▶ [YOUR GOAL]
What to return is the tail of the data, from the line that contains "Greenhouse-scouting request: tag the woman's arm" down to the last line, copied exactly.
___ DATA TO USE
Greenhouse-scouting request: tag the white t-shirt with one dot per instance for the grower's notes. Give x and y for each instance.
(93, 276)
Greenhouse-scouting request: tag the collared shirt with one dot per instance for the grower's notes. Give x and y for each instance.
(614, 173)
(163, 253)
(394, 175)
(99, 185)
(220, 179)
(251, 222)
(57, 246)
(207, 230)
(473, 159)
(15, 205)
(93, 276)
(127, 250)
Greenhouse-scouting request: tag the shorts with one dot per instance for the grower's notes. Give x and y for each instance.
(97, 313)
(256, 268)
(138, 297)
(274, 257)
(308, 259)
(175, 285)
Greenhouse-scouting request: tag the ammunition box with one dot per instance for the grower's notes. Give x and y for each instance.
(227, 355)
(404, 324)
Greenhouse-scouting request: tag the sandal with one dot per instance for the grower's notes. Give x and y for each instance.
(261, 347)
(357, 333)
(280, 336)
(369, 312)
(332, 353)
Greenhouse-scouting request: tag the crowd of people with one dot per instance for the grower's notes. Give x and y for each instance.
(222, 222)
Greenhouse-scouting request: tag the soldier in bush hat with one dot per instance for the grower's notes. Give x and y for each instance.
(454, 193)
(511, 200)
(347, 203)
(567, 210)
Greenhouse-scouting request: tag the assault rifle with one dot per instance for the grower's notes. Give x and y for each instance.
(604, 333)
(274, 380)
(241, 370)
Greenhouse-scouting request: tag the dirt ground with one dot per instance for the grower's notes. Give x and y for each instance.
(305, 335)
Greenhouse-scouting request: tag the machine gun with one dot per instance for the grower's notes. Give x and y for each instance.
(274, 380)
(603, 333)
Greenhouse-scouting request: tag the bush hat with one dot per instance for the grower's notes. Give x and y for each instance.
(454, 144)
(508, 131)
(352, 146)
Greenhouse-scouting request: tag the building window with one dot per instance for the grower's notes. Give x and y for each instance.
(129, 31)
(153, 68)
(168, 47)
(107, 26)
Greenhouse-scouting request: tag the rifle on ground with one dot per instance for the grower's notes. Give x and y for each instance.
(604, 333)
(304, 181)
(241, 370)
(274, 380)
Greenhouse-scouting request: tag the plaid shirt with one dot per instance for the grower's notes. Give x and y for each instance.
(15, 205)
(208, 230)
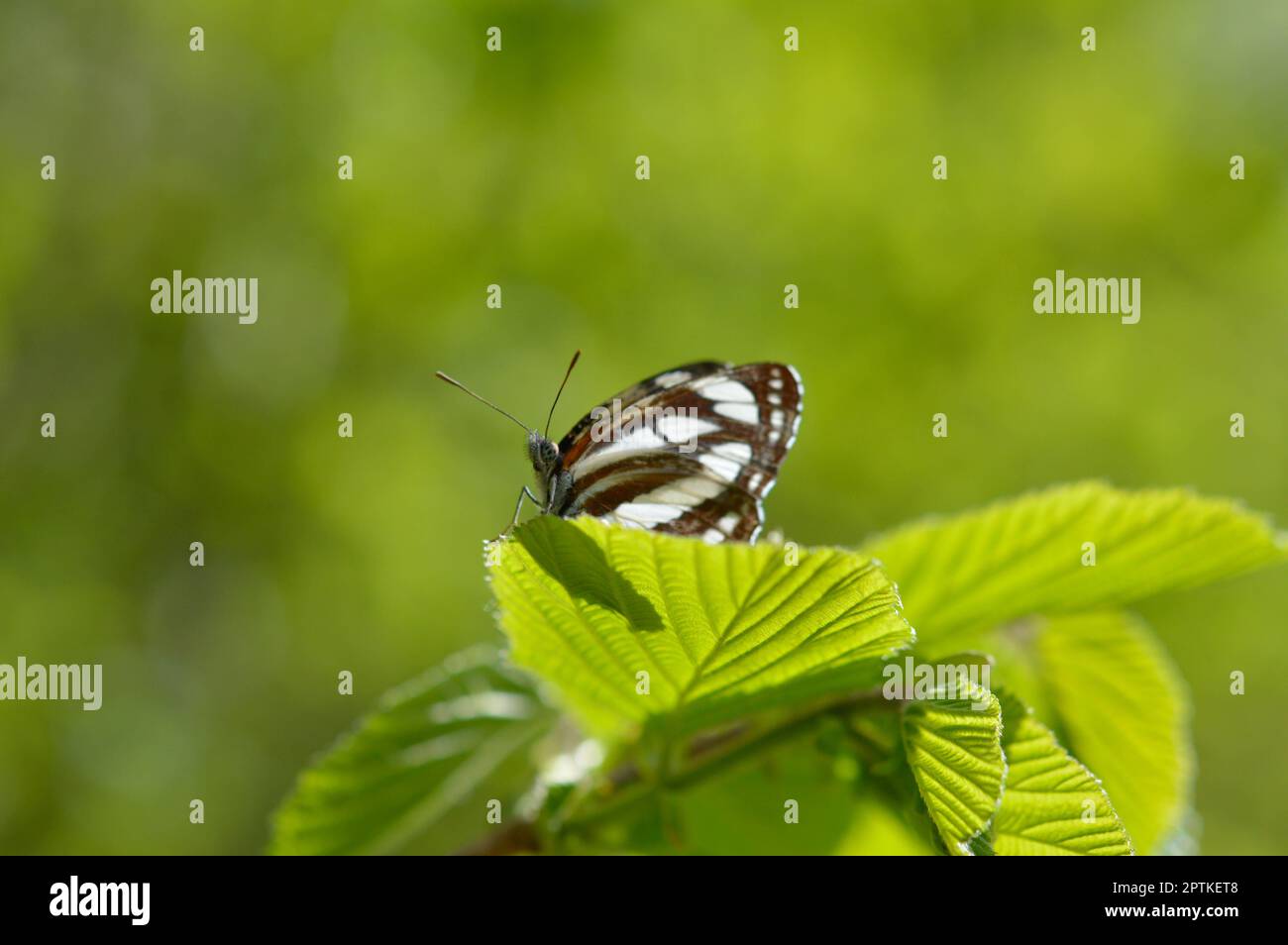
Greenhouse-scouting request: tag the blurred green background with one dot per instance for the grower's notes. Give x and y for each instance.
(768, 167)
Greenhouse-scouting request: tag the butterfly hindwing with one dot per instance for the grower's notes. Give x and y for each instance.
(703, 464)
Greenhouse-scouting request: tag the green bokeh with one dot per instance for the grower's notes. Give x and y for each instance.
(768, 167)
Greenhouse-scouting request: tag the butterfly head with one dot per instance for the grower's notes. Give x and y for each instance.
(544, 455)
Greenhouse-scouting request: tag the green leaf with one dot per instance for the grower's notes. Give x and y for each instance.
(1051, 803)
(426, 747)
(1124, 708)
(953, 743)
(720, 630)
(1025, 557)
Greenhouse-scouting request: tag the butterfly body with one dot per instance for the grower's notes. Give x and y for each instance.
(553, 480)
(690, 451)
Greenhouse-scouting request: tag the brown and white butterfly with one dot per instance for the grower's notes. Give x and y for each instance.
(690, 451)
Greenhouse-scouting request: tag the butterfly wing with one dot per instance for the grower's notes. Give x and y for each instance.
(700, 464)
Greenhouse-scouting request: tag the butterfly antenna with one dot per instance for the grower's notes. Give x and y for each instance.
(481, 399)
(567, 374)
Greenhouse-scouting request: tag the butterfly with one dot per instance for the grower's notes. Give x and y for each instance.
(691, 451)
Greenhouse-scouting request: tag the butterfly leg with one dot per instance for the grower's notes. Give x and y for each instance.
(518, 509)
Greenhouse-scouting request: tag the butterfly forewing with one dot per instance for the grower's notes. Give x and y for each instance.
(691, 451)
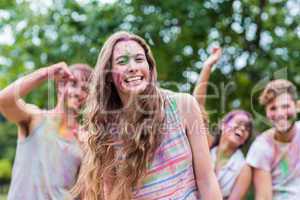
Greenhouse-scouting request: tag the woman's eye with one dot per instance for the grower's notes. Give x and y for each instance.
(139, 59)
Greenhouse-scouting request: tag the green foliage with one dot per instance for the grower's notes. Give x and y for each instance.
(5, 170)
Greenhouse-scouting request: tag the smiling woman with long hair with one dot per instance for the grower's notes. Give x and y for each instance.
(143, 142)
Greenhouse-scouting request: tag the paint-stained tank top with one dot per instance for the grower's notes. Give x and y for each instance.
(46, 165)
(170, 175)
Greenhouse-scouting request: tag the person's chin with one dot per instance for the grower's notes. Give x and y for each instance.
(282, 129)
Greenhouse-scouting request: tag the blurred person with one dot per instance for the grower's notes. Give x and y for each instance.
(274, 155)
(48, 155)
(235, 129)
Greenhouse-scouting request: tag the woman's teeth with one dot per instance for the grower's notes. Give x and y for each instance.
(133, 79)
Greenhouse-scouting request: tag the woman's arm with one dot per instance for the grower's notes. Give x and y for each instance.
(13, 107)
(201, 86)
(196, 133)
(242, 184)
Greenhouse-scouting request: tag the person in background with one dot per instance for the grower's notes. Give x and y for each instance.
(48, 155)
(235, 130)
(274, 155)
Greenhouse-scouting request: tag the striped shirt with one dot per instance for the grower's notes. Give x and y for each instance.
(171, 174)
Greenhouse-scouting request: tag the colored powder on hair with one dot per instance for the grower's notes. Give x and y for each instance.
(284, 167)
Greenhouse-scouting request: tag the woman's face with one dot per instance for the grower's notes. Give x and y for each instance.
(236, 131)
(130, 68)
(282, 112)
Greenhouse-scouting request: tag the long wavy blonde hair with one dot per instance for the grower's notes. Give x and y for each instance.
(118, 149)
______
▶ [EXERCISE SOLUTION]
Greenhouse-scouting request: tag the woman's arm with one dot per instance for the grower's notes. Give x and y for each instance.
(13, 107)
(201, 86)
(196, 133)
(242, 184)
Greenhouse-scouting request: tag the person in background with one dot per instance for the grower's notes. Give x and y for each instance.
(48, 155)
(235, 130)
(274, 155)
Greenhouse-scouting request: tag the striped shirt with one dot per instance for the grower's notes. Give x and y for each instance.
(171, 174)
Greenhouse-scouting request: tag the colored powder on hair with one dot per instance for the grower's notes. Give x and y for each instance.
(284, 167)
Greenhouse-scouting request: tag the woman's face with one dot per instance for the grower's notes. Give x and y for each instance.
(236, 131)
(130, 68)
(282, 112)
Greenhouse-scouting request: tag the long wavy blonde hair with one dot per instance for the grower's notes. Give x and y for each instance.
(118, 149)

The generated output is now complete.